### Petunjuk Latihan
Alihkan kalimat dari teks tentang pidato Sayyidina Husen ini ke dalam bahasa Inggris: "Bukankah Hamzah pemuka para syuhada adalah pamanku?"

Di hadapan 4000 pasukan musuh yang dipimpin Umar bin Sa’ad bin Abi Waqqash, Sayyidina Husen berpidato yang begitu indah dan menyentuh hati.

“Lihatlah nasabku, pandangilah siapa aku ini, lantas lihatlah siapa diri kalian? Perhatikan, apakah halal bagi kalian untuk membunuhku dan mencederai kehormatanku? Bukankah aku ini putra dari anak perempuan Nabimu? Bukankah aku ini anak dari washi dan keponakan nabimu yang pertama kali beriman kepada ajaran Nabimu? Bukankah Hamzah pemuka para syuhada adalah pamanku? Bukankah Ja’far yang akan terbang dengan dua sayap di surga itu pamanku? Tidakkah kalian mendengar kalimat yang masyhur di antara kalian sendiri bahwa Rasulullah shallallahu ‘alaihi wa sallam pernah berkata tentang saudaraku dan aku, kata baginda Rasul, keduanya adalah pemuka dari pemuda ahli surga”.

### Data yang Diberikan
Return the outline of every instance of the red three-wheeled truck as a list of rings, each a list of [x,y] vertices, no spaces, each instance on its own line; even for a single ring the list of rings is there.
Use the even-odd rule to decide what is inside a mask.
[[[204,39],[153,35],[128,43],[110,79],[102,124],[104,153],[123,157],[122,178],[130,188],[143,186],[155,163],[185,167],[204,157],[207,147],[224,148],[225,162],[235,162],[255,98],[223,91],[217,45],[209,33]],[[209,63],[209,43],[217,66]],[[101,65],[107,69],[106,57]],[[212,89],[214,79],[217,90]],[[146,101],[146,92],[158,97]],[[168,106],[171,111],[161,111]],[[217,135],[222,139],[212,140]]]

### Jawaban Benar
Is not Hamzah, the chief of the martyrs, my uncle?